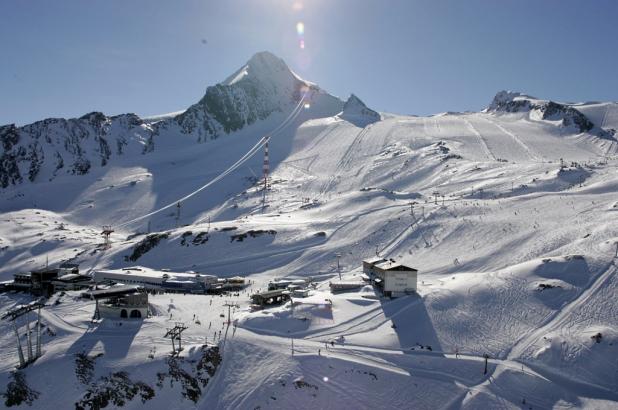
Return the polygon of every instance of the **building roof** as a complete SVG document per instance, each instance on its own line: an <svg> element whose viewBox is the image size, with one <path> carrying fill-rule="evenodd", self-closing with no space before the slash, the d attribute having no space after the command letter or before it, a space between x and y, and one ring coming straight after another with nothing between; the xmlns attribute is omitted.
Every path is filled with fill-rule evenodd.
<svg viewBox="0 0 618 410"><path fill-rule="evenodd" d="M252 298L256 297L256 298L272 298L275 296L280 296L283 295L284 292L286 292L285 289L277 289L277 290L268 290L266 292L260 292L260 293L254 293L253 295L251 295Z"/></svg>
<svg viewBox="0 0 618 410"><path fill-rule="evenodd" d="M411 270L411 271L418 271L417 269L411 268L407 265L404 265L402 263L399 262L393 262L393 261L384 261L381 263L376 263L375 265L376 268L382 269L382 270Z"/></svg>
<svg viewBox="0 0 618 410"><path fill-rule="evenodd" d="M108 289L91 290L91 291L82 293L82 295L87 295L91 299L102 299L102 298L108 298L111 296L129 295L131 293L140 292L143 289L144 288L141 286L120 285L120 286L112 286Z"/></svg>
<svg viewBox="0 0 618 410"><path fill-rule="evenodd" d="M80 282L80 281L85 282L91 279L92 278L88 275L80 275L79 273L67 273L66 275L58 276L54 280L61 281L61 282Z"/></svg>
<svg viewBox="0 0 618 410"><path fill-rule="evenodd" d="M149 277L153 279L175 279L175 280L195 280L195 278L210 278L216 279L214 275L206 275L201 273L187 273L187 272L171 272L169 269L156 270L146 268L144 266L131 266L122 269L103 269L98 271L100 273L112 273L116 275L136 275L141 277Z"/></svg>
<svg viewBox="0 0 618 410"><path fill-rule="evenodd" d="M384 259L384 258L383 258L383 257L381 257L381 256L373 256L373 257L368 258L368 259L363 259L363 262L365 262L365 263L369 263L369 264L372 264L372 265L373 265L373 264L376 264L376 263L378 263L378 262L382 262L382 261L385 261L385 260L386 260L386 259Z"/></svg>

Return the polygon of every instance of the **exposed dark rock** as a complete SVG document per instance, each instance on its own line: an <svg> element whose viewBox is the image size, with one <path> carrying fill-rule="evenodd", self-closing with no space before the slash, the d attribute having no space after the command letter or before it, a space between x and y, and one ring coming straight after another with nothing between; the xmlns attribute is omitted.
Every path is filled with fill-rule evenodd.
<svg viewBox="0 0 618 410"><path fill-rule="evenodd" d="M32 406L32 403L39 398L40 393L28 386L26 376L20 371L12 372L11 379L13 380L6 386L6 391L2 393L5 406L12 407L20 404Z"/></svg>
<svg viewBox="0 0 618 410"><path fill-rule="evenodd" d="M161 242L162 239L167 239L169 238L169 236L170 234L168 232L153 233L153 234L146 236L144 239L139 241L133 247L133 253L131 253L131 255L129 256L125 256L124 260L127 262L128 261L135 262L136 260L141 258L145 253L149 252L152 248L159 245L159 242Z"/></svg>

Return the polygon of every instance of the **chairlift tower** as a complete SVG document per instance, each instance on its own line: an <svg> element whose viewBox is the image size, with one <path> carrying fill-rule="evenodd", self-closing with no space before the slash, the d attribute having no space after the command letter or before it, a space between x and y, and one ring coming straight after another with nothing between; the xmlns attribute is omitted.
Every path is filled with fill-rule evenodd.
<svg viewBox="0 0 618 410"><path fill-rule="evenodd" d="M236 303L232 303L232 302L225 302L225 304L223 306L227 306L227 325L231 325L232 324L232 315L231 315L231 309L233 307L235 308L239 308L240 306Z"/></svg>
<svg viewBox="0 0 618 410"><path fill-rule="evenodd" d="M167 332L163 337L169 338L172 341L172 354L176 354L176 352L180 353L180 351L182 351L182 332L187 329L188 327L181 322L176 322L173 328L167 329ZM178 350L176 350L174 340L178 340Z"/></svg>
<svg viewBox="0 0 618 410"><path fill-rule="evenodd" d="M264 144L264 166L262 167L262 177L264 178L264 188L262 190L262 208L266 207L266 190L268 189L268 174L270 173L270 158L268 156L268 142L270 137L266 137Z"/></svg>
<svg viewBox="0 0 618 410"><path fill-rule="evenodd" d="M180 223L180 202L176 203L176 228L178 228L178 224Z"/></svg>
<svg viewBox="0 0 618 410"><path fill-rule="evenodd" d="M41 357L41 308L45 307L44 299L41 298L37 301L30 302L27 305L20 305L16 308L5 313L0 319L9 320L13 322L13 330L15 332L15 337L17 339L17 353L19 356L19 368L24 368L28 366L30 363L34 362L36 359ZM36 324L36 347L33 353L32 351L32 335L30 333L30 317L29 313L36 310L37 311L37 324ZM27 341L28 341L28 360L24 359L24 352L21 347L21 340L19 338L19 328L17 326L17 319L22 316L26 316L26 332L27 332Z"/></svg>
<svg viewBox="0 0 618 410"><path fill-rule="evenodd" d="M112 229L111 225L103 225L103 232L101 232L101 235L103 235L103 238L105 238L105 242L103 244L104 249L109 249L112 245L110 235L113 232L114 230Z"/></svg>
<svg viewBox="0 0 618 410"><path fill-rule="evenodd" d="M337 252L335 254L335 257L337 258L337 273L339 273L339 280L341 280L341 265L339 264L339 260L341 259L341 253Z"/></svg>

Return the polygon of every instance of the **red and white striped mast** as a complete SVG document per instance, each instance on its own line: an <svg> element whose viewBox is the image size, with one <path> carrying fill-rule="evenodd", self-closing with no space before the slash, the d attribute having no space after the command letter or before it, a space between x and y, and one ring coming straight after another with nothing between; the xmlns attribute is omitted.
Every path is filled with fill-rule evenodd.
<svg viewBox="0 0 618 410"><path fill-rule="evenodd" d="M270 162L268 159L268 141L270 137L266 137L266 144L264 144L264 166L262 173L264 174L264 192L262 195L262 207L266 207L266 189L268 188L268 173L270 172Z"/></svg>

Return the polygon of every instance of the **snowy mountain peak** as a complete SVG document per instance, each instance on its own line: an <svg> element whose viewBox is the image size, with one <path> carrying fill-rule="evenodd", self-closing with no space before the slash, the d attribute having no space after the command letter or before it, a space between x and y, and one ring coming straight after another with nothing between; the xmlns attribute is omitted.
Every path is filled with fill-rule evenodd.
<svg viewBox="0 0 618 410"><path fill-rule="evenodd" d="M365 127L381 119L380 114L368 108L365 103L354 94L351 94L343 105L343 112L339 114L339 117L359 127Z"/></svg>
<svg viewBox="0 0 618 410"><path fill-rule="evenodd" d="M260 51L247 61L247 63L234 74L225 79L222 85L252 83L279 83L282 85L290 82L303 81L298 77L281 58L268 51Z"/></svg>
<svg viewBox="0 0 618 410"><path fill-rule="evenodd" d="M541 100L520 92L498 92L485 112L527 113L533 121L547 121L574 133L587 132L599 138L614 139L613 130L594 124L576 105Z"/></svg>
● ● ● ●
Required work |
Replace "polygon" with "outline" throughout the listing and reproduce it with no other changes. Omit the pictures.

Written reply |
Return the outline of every instance of the **building roof** as a complete SVG document per instance, each instance on its own line: an <svg> element whose viewBox is the image size, with one <path> carrying fill-rule="evenodd", self-closing with no space before the slash, the d attribute having no space after the command letter or before it, a space between x and y, and one ring coming straight after another with nothing between; the xmlns attribute is omitted.
Every path is filled with fill-rule evenodd.
<svg viewBox="0 0 618 410"><path fill-rule="evenodd" d="M252 298L256 297L256 298L272 298L275 296L280 296L283 295L284 292L286 292L285 289L277 289L277 290L268 290L266 292L260 292L260 293L254 293L253 295L251 295Z"/></svg>
<svg viewBox="0 0 618 410"><path fill-rule="evenodd" d="M411 270L411 271L418 271L417 269L411 268L407 265L404 265L402 263L399 262L393 262L393 261L384 261L381 263L376 263L375 265L376 268L382 269L382 270Z"/></svg>
<svg viewBox="0 0 618 410"><path fill-rule="evenodd" d="M108 289L91 290L91 291L82 293L82 295L87 295L91 299L102 299L102 298L108 298L111 296L129 295L131 293L140 292L143 289L144 288L141 286L120 285L120 286L112 286Z"/></svg>
<svg viewBox="0 0 618 410"><path fill-rule="evenodd" d="M80 282L80 281L85 282L91 279L92 278L88 275L80 275L79 273L67 273L66 275L58 276L54 280L61 281L61 282Z"/></svg>
<svg viewBox="0 0 618 410"><path fill-rule="evenodd" d="M149 277L153 279L175 279L175 280L195 280L195 278L210 278L216 279L214 275L206 275L201 273L187 273L187 272L171 272L169 269L156 270L146 268L144 266L131 266L122 269L103 269L98 271L100 273L112 273L116 275L136 275L141 277Z"/></svg>
<svg viewBox="0 0 618 410"><path fill-rule="evenodd" d="M384 259L384 258L383 258L383 257L381 257L381 256L373 256L373 257L368 258L368 259L363 259L363 262L365 262L365 263L369 263L369 264L372 264L372 265L373 265L373 264L376 264L376 263L378 263L378 262L382 262L382 261L385 261L385 260L386 260L386 259Z"/></svg>

Return the outline of every instance of the **exposed dark rock** as a complete SVG document per instance, each instance on its own line: an <svg> element whose viewBox is the image size, with one <path> carrying fill-rule="evenodd", self-closing with no space before the slash, the d attribute having no space after the command letter or before it, a space between x and y, and one ring coming straight after another with nothing between; the xmlns attribute is omitted.
Every path is filled with fill-rule evenodd.
<svg viewBox="0 0 618 410"><path fill-rule="evenodd" d="M32 406L32 403L39 398L40 393L28 386L26 376L20 371L12 372L11 379L13 380L6 386L6 391L2 393L5 406L12 407L20 404Z"/></svg>
<svg viewBox="0 0 618 410"><path fill-rule="evenodd" d="M161 242L162 239L167 239L169 238L169 236L170 234L168 232L153 233L153 234L146 236L144 239L139 241L133 247L133 253L131 253L131 255L129 256L125 256L124 260L127 262L128 261L135 262L136 260L141 258L145 253L149 252L152 248L159 245L159 242Z"/></svg>

Return the outline of every instance of the **chairlift tower** as a complete SVG document per instance, each instance on its own line: an <svg> element whose viewBox is the image size, with one <path> carrying fill-rule="evenodd", self-closing with no space before the slash, the d attribute having no space after the command letter or before it, a space between x and y, and one ring coming straight after another with nothing between; the xmlns attribute is omitted.
Every path is filled with fill-rule evenodd.
<svg viewBox="0 0 618 410"><path fill-rule="evenodd" d="M236 303L232 303L232 302L225 302L225 304L223 306L227 306L227 325L231 325L232 324L232 315L231 315L231 309L233 307L235 308L239 308L240 306Z"/></svg>
<svg viewBox="0 0 618 410"><path fill-rule="evenodd" d="M167 332L163 337L169 338L172 341L172 354L176 354L176 352L180 353L180 351L182 351L182 332L187 329L188 327L181 322L176 322L173 328L167 329ZM178 350L176 350L174 340L178 340Z"/></svg>
<svg viewBox="0 0 618 410"><path fill-rule="evenodd" d="M264 144L264 166L262 167L262 177L264 178L264 188L262 190L262 208L266 207L266 190L268 189L268 174L270 173L270 158L268 156L268 142L270 137L266 137Z"/></svg>
<svg viewBox="0 0 618 410"><path fill-rule="evenodd" d="M180 223L180 202L176 203L176 228L178 228L178 224Z"/></svg>
<svg viewBox="0 0 618 410"><path fill-rule="evenodd" d="M41 357L41 308L45 307L44 299L41 298L37 301L30 302L27 305L20 305L16 308L5 313L0 319L9 320L13 322L13 330L15 332L15 337L17 339L17 353L19 356L19 368L24 368L28 366L30 363L34 362L36 359ZM36 324L36 347L33 353L32 351L32 335L30 333L30 317L29 313L36 310L37 311L37 324ZM27 341L28 341L28 360L24 359L24 352L21 347L21 340L19 338L19 328L17 326L17 319L22 316L26 316L26 332L27 332Z"/></svg>
<svg viewBox="0 0 618 410"><path fill-rule="evenodd" d="M112 229L111 225L103 225L103 232L101 232L101 235L103 235L103 238L105 238L105 242L103 244L104 249L109 249L112 245L110 235L113 232L114 230Z"/></svg>
<svg viewBox="0 0 618 410"><path fill-rule="evenodd" d="M337 252L335 254L335 257L337 258L337 273L339 273L339 280L341 280L341 265L339 264L339 260L341 259L341 253Z"/></svg>

Return the outline of every instance of the **red and white striped mast** as a complete SVG document per instance, each instance on its own line: an <svg> element whose viewBox is the image size, with one <path> carrying fill-rule="evenodd", self-closing with no space before the slash, the d attribute having no space after the command letter or before it, a space between x and y, and one ring coming straight after another with nothing between; the xmlns attribute is omitted.
Every path is filled with fill-rule evenodd.
<svg viewBox="0 0 618 410"><path fill-rule="evenodd" d="M270 162L268 159L268 141L270 137L266 137L266 144L264 144L264 166L262 173L264 174L264 192L262 195L262 207L266 207L266 189L268 188L268 173L270 172Z"/></svg>

Return the outline of every instance of the **snowy mountain peak** as a complete SVG document per instance, each instance on its own line: an <svg> element whose viewBox is the image size, with one <path> carrying fill-rule="evenodd", self-closing with no space before the slash, the d attribute having no space after the command letter or before it, a space between x and y, and one ring coming straight after another with nothing between; the xmlns attribute is omitted.
Every path is filled with fill-rule evenodd.
<svg viewBox="0 0 618 410"><path fill-rule="evenodd" d="M365 127L381 119L380 114L368 108L365 103L354 94L351 94L343 105L343 112L339 114L339 117L359 127Z"/></svg>
<svg viewBox="0 0 618 410"><path fill-rule="evenodd" d="M260 51L247 61L247 63L234 74L225 79L222 85L252 83L279 83L282 85L290 82L303 81L298 77L281 58L268 51Z"/></svg>
<svg viewBox="0 0 618 410"><path fill-rule="evenodd" d="M541 100L520 92L498 92L485 112L527 113L533 121L547 121L574 133L587 132L599 138L614 139L613 130L594 124L576 105Z"/></svg>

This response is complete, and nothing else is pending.